_OBJETIVO A:_
Reproduce palabra por palabra el pasaje del texto sobre El Corte Inglés que va desde «La primera vez» hasta «cumplido un siglo.».

··· FUENTE ···

La primera vez que estuve en un Corte Inglés fue en Vigo. Nunca lo olvidaré, porque me tomé un banana split, ese helado barroco consistente en un plátano-góndola con tres bolas de helado y una sombrilla de papel para remar. Como veraneábamos en Sanxenxo, todos los años hacíamos una excursión a la ciudad olívica para visitar el templo de la banderita verde donde mis padres, entonces más jóvenes que yo ahora mismo, compraban con una anticipación inaudita los regalos de Reyes. Para hacerlo me dejaban en la cafetería con mi abuela, una mujer corajuda que entonces tenía la edad de mis padres ahora y que este año, si siguiese viva, hubiese cumplido un siglo.
Ese día, en su previsible papel de consentidora de caprichos, me dijo: “Pide lo que quieras”. Y lo hice. No calculé que lo que en la foto retroiluminada de la barra no parecía tan grande, era un gigante. Cuando tuve ante mí aquel delirio, me eché a llorar. Solo pude comer cuatro cucharadas, una por cada año que tenía. Me cayó una bronca morrocotuda porque “los mayores” pueden ser consentidores pero no imbéciles.
“Los mayores” es el eufemismo con el que se denigra ahora a la gente de más de sesenta y cinco años a la que se trata mal porque ya no pide préstamos ni son fuerza laboral. Hay “mayores” en Madrid que los domingos por la mañana van a misa a rezar pero los hay que acuden a El Corte Inglés a mirar. A estos últimos los entiendo perfectamente: en El Corte Inglés el tiempo se detiene porque la luz nunca cambia de intensidad y todos los objetos a la venta devuelven la fe en los esfuerzos que hacemos y en lo que en los últimos cien años hemos entendido por bienestar. Subidos en sus escaleras mecánicas todos tenemos exactamente la misma edad. Qué alivio que lo hayan reabierto y, por un rato, podamos dejar de pensar.

··· ENTRADAS MOSTRADAS ···

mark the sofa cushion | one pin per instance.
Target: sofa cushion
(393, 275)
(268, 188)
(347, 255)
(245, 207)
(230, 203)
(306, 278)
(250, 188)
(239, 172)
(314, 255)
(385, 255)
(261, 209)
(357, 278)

···

_OBJETIVO B:_
Cita textualmente todas las entradas de arriba, una por una y sin omitir ninguna.

_RESPUESTA CORRECTA A:_
La primera vez que estuve en un Corte Inglés fue en Vigo. Nunca lo olvidaré, porque me tomé un banana split, ese helado barroco consistente en un plátano-góndola con tres bolas de helado y una sombrilla de papel para remar. Como veraneábamos en Sanxenxo, todos los años hacíamos una excursión a la ciudad olívica para visitar el templo de la banderita verde donde mis padres, entonces más jóvenes que yo ahora mismo, compraban con una anticipación inaudita los regalos de Reyes. Para hacerlo me dejaban en la cafetería con mi abuela, una mujer corajuda que entonces tenía la edad de mis padres ahora y que este año, si siguiese viva, hubiese cumplido un siglo.

_RESPUESTA CORRECTA B:_
mark the sofa cushion | one pin per instance.
Target: sofa cushion
(393, 275)
(268, 188)
(347, 255)
(245, 207)
(230, 203)
(306, 278)
(250, 188)
(239, 172)
(314, 255)
(385, 255)
(261, 209)
(357, 278)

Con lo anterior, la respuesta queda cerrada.